:: GIVEN REQUEST ::
Copy all lines below exactly as written. Leave pictures out.
━━ LISTED RECORDS ━━
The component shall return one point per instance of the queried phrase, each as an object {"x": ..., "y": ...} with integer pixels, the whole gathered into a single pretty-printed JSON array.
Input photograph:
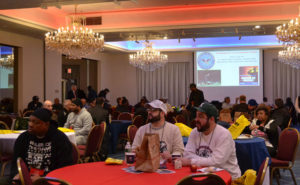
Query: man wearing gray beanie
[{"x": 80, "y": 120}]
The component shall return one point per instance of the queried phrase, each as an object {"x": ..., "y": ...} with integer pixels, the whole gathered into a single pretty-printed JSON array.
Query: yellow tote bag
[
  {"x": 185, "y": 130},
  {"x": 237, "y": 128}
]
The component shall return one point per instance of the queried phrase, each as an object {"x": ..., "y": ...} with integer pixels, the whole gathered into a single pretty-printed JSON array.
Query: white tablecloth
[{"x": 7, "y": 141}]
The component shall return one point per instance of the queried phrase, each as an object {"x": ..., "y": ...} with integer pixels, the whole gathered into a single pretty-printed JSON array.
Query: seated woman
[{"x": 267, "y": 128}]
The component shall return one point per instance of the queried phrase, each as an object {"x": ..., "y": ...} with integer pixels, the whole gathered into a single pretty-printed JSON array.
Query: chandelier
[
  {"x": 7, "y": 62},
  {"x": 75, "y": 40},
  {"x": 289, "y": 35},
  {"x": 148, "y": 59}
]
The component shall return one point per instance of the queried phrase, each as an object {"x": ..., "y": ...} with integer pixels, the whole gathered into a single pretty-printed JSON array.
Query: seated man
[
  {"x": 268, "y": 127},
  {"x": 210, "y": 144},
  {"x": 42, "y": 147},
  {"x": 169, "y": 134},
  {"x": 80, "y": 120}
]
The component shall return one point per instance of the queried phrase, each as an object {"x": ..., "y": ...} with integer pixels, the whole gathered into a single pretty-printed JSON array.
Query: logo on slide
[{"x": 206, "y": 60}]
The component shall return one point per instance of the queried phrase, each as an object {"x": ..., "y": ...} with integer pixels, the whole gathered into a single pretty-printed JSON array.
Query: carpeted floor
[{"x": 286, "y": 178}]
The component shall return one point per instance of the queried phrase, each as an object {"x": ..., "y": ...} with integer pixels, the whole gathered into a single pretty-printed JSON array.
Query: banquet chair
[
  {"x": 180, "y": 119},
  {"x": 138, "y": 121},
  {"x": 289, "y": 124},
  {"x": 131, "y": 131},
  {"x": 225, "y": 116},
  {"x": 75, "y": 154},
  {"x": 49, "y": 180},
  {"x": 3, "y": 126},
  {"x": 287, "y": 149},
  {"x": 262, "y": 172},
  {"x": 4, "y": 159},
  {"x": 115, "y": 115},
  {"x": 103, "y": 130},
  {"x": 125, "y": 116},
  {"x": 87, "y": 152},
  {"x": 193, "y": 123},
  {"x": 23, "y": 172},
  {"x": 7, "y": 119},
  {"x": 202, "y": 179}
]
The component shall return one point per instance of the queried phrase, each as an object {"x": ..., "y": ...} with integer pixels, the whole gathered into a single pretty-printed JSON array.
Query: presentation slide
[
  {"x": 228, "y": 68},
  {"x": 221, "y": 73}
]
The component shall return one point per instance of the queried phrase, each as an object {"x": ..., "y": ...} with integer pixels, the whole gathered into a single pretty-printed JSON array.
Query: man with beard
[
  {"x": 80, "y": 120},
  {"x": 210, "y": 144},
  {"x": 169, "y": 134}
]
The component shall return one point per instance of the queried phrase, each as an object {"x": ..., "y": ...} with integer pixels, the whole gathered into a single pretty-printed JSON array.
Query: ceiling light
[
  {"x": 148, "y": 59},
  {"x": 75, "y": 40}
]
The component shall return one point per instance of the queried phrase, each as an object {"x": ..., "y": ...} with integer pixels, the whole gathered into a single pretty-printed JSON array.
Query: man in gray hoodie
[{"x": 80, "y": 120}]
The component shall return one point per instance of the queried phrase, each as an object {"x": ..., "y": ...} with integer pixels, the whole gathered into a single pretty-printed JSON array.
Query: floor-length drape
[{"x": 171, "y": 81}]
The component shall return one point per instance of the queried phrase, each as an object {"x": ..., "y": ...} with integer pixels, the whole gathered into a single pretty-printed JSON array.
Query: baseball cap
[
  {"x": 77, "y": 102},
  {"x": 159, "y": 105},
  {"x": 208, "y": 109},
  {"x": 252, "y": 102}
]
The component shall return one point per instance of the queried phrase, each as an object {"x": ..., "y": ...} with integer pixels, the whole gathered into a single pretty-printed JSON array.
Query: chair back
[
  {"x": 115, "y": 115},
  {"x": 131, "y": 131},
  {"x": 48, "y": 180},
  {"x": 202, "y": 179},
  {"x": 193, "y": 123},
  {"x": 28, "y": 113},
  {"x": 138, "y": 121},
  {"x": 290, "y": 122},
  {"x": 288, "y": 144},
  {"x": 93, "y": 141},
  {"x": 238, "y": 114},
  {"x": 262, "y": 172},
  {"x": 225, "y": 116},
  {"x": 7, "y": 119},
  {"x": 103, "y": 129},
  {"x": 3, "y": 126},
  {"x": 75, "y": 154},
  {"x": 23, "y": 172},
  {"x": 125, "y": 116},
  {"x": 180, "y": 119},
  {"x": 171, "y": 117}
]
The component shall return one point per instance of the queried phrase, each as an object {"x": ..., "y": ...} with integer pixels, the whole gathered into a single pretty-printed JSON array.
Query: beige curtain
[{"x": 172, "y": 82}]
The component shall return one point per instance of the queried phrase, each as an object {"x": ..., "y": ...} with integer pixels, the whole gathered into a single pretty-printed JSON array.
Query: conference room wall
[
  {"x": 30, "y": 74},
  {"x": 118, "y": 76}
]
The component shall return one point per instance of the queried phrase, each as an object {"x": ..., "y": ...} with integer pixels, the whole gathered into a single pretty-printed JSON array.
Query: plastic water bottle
━━━
:: ANSWER TO THIS EXERCISE ::
The component shall return one point per instance of the queried phrase, each as an object {"x": ..., "y": ...} with integer pixels, the whole gathered into a single pretty-printed JSON array.
Input photograph:
Query: man wearing gray beanie
[{"x": 80, "y": 120}]
The component shall return one point per instance of the queried phrase, each as an object {"x": ..., "y": ...} with integer pixels, the whole gathered into a single pretty-printed JSON array.
Query: yellow tote bag
[
  {"x": 185, "y": 130},
  {"x": 237, "y": 128}
]
The component shall return one point per instance of the queried phrase, each as an object {"x": ..., "y": ...} with integer pixels, the whole gathered into a single pretty-printed JSON array.
Query: white tablecloth
[{"x": 7, "y": 141}]
The component shall return one point per instance of the queried phrase, each as an object {"x": ..., "y": ...} with integer pixels, the whole gathered into a single pretty-printed JSON array.
Query: seated woman
[{"x": 267, "y": 128}]
The component shall return one point per instance of the queried phrase, each as an object {"x": ..., "y": ...} with integer pixels, the whole gathered into a single pretty-printed JSON array.
Query: chandelier
[
  {"x": 7, "y": 62},
  {"x": 75, "y": 40},
  {"x": 289, "y": 35},
  {"x": 148, "y": 59}
]
The component shall return one point per instance of the queried phrase, each as an object {"x": ..., "y": ...} with integer pixels, the whole gathered into a single pretty-printed JSON array.
Query: seated man
[
  {"x": 268, "y": 127},
  {"x": 210, "y": 144},
  {"x": 42, "y": 147},
  {"x": 169, "y": 134},
  {"x": 80, "y": 120}
]
The component shall return one point per instance of the queried phrase, each as an object {"x": ..., "y": ...} with integer pixels, the whole gathered into a single pretty-printed JSON array.
Query: logo on slide
[{"x": 206, "y": 60}]
The component shall return one point per instance of the queried phrase, each as an object {"x": ..., "y": ...} with integer pixels, the whole gathered into a single pretty-printed JSON array.
Query: carpeted floor
[{"x": 286, "y": 178}]
The component shall return one point per instance of the queried phrase, each as an object {"x": ..., "y": ...} with integer pixels, the whole gathered into a single pretty-printed JSON array.
Query: banquet chair
[
  {"x": 180, "y": 119},
  {"x": 138, "y": 121},
  {"x": 289, "y": 124},
  {"x": 131, "y": 131},
  {"x": 225, "y": 116},
  {"x": 75, "y": 154},
  {"x": 49, "y": 180},
  {"x": 3, "y": 126},
  {"x": 287, "y": 149},
  {"x": 262, "y": 172},
  {"x": 4, "y": 159},
  {"x": 115, "y": 115},
  {"x": 103, "y": 130},
  {"x": 125, "y": 116},
  {"x": 87, "y": 152},
  {"x": 193, "y": 123},
  {"x": 23, "y": 172},
  {"x": 7, "y": 119},
  {"x": 202, "y": 179}
]
The component shall return one point per instance of the queried phrase, each as an object {"x": ..., "y": ...} with integer pixels, the whole gathered into a single pretty-printed JSON array.
Query: presentation slide
[
  {"x": 228, "y": 68},
  {"x": 221, "y": 73}
]
The component shall return one point per instance of the queried phrase, each as an object {"x": ..., "y": ...} with integer pixels, the whole gathered into a single pretty-printed JSON array.
Query: man with beard
[
  {"x": 80, "y": 120},
  {"x": 210, "y": 144},
  {"x": 169, "y": 134}
]
The component shall return one point per instance of the queried phrase, each as an object {"x": ..., "y": ...} with integer pixels, the whole gathered into a single pretty-printed JSON array.
Query: ceiling light
[
  {"x": 148, "y": 59},
  {"x": 75, "y": 40}
]
The component shall return one point per instance of the queried phrase, each as an object {"x": ..., "y": ...} with integer pixels, the whole gathered into a single pretty-printed JSON array.
Query: man in gray hoodie
[{"x": 80, "y": 120}]
The component shall return one point per instance of the queried phrase, each as an object {"x": ..., "y": ...} with integer pixels, the whole gathered into a single pretty-printed JSON array.
Query: floor-length drape
[{"x": 171, "y": 81}]
The component shall return one point per instance of the queried phrase, each as an object {"x": ..., "y": ...} with integer pixels, the whole gathered into a single pretty-printed JSON array.
Query: baseball cap
[
  {"x": 77, "y": 102},
  {"x": 159, "y": 105},
  {"x": 208, "y": 109},
  {"x": 252, "y": 102}
]
The component shall return one point per instance of the queried phrase, each as an object {"x": ..., "y": ...} with integer pixels, the whole gathered into a single pretty-printed JSON array.
Query: chair back
[
  {"x": 115, "y": 115},
  {"x": 131, "y": 131},
  {"x": 48, "y": 180},
  {"x": 202, "y": 179},
  {"x": 193, "y": 123},
  {"x": 28, "y": 113},
  {"x": 138, "y": 121},
  {"x": 290, "y": 122},
  {"x": 288, "y": 144},
  {"x": 93, "y": 141},
  {"x": 238, "y": 114},
  {"x": 262, "y": 172},
  {"x": 225, "y": 116},
  {"x": 7, "y": 119},
  {"x": 103, "y": 129},
  {"x": 3, "y": 126},
  {"x": 75, "y": 154},
  {"x": 23, "y": 172},
  {"x": 125, "y": 116},
  {"x": 180, "y": 119},
  {"x": 171, "y": 117}
]
The component shall return one point per instance of the queried phrase, each as an object {"x": ..., "y": ...} with integer pixels, the whole gathered into a single pretty-printed JSON array.
Query: beige curtain
[{"x": 172, "y": 82}]
The component shall return one point per instance of the queried phrase, each as an object {"x": ..., "y": ...} with integer pixels, the whole gathered into a single pretty-printed JSON array.
Query: conference room wall
[
  {"x": 30, "y": 74},
  {"x": 118, "y": 76}
]
The component shall return one point per instance of the queried phrase, each as an object {"x": ..., "y": ...} with integer pixels, the whole gathered into a single pretty-printed JSON array.
Query: plastic water bottle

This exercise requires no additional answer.